EXERCISE => Give back all of the records exactly.

Items listed in a dataset
══════════════════════════════

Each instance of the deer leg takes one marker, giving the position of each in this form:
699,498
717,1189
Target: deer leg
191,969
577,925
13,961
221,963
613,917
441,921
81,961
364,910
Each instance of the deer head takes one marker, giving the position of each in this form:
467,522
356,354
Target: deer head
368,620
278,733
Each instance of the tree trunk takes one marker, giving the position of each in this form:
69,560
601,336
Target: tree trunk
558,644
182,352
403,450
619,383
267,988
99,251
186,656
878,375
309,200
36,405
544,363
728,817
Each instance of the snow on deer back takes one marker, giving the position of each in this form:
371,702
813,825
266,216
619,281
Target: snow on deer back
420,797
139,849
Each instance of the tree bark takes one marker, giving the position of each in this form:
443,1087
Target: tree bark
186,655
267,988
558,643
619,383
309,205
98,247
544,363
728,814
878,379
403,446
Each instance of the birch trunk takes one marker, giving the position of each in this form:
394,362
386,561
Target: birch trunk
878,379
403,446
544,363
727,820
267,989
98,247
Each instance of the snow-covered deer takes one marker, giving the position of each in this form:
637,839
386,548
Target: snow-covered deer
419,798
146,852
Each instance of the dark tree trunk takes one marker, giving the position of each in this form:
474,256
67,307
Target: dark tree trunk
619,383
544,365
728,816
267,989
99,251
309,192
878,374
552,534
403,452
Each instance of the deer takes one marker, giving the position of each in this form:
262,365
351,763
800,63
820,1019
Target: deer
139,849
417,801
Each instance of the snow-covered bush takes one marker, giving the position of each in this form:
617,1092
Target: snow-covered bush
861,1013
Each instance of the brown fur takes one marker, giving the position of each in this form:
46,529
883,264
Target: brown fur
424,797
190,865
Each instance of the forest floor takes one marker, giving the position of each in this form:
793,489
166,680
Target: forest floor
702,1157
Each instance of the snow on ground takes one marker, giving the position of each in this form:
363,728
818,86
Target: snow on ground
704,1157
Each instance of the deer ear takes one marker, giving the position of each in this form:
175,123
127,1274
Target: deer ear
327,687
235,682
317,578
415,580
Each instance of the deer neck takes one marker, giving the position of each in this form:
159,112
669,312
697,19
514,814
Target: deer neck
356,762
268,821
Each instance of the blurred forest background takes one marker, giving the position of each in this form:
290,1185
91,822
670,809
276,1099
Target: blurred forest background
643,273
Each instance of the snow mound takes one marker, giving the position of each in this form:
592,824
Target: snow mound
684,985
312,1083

══════════════════════════════

RESULT OF THE EXERCISE =>
Each instance of the deer leg takes one marker, giving the position of each in this form:
699,498
717,1189
Target: deer leg
191,969
577,925
13,961
221,963
613,917
441,921
81,961
364,910
Each instance of the deer head takes one marker, giving the position of each in this form:
467,522
356,354
Target: deer head
368,620
278,733
Each instance of the tree trunk takes one marker, giving the position of each in this form:
69,560
601,336
Target: tree trunk
558,644
182,352
403,450
619,383
267,988
99,251
186,656
878,375
309,200
36,405
544,363
728,817
Each instance of the snow on deer back takes one marker, giving the position of each in this form:
371,702
813,825
266,216
619,281
Target: snow on deer back
420,797
139,849
Each instance of the tree bark takes one marker, giving the position of each in this form:
443,1087
Target: tree bark
186,655
267,988
558,643
619,383
309,205
98,247
544,363
728,814
878,379
403,446
Each instance of the birch trunk takes one marker, giving the position of each in this form:
394,362
386,561
Target: birch trunk
878,379
403,446
544,363
727,820
267,989
98,247
Each instance of the snow-covered deer takes one marker, giving the position of each in this form:
637,839
386,548
Target: snow-covered deer
419,798
146,852
Each instance of the dark tree trunk takes one marker, giving the position of each in this form:
474,256
67,307
Target: dark tree trunk
619,383
544,365
728,816
267,989
99,251
309,192
878,374
552,534
403,452
Each instance of the deer takes one marker, giving the position of each in this form:
262,365
351,763
800,63
820,1019
Target: deer
139,849
417,801
Each instance of the snow-covered bush takes one marker, giving the position of each in this form:
617,1092
Target: snow-covered bush
861,1013
Each instance of the brown fur takes one marker, giving the position of each in this form:
46,529
883,264
Target: brown fur
424,797
190,865
Each instance of the forest floor takes one marker, giving the position of each in this form:
793,489
166,680
Target: forest floor
702,1157
Each instance of the snow on ground takes one marker, giving the position of each in this form:
363,728
818,86
Target: snow on ground
704,1157
Each instance of the deer ear takes one marker, giving the position of each in this form:
175,123
127,1274
Target: deer ear
327,687
235,682
317,578
415,580
Each instance of the deer neck takes one marker, giving the position of each in this form:
159,112
669,312
697,19
514,814
Target: deer neck
356,762
268,821
Each instance of the blurred forest background takes one marker, giving the position of each in this form:
290,1185
91,822
670,809
276,1099
Target: blurred forest background
643,273
Each instance of the snow mound takes one marker, giving the position of each in this form:
592,824
Target: snow mound
684,985
312,1083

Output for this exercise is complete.